Records from a dataset:
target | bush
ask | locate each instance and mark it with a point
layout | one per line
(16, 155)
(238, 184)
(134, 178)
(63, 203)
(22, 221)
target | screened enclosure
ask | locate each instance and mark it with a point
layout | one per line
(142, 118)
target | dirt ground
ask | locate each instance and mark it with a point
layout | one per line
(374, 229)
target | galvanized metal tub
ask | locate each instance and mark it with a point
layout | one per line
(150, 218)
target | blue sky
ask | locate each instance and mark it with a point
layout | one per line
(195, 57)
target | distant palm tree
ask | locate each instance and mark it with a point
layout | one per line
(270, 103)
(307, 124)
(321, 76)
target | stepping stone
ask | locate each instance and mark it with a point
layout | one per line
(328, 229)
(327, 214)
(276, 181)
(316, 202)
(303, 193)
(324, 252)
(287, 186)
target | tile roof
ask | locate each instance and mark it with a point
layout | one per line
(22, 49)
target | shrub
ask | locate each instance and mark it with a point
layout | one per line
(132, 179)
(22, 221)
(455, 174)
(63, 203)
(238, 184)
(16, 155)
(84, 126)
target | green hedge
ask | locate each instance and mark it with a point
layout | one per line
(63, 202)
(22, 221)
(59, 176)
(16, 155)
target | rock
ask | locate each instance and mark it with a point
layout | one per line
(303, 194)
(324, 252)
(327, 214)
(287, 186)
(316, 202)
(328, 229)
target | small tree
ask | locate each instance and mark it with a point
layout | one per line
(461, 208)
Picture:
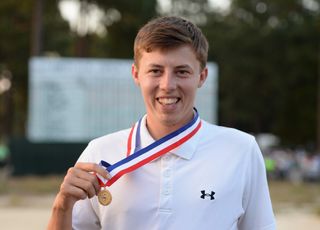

EXERCISE TASK
Output every line of the data above as a numbered list, omitting any blank lines. Leave the pictures out of the answer.

TASK RESPONSE
1. target | bush
2. ask | locate each instance and mark it with a point
3. layout | one per line
4. (16, 155)
5. (238, 184)
6. (134, 178)
7. (63, 203)
8. (22, 221)
9. target | screened enclosure
10. ask | locate each instance and mark it with a point
11. layout | one per line
12. (142, 118)
13. target | dirt ground
14. ask | locate each instance and mark it with a point
15. layout | one per line
16. (374, 229)
17. target | galvanized metal tub
18. ask | locate each instance and mark it with a point
19. layout | one per line
20. (150, 218)
21. target | blue sky
22. ask | locate each instance and mark it with a point
23. layout | one per line
24. (195, 57)
25. target | distant palm tree
26. ask | locate each instance and mark it with a point
27. layout | one per line
28. (270, 103)
29. (307, 124)
30. (321, 76)
31. target | stepping stone
32. ask | locate each instance and mark it with a point
33. layout | one per line
34. (328, 229)
35. (327, 214)
36. (276, 181)
37. (316, 202)
38. (303, 193)
39. (324, 252)
40. (287, 186)
41. target | tile roof
42. ask | locate each instance and mark it with a point
43. layout | one per line
44. (22, 49)
45. target | shrub
46. ask | locate each instance and mark it with a point
47. layout | one per line
48. (132, 179)
49. (22, 221)
50. (455, 174)
51. (63, 203)
52. (238, 184)
53. (16, 155)
54. (84, 126)
55. target | green hedge
56. ask | locate each instance and mark it with a point
57. layout | one per line
58. (63, 202)
59. (22, 221)
60. (59, 176)
61. (16, 155)
62. target | rock
63. ask | locate each instance and mark it with a point
64. layout | one per line
65. (303, 194)
66. (324, 252)
67. (327, 214)
68. (287, 186)
69. (316, 202)
70. (328, 229)
71. target | small tree
72. ask | locate each instance and mark it with a point
73. layout | one per line
74. (461, 208)
75. Picture:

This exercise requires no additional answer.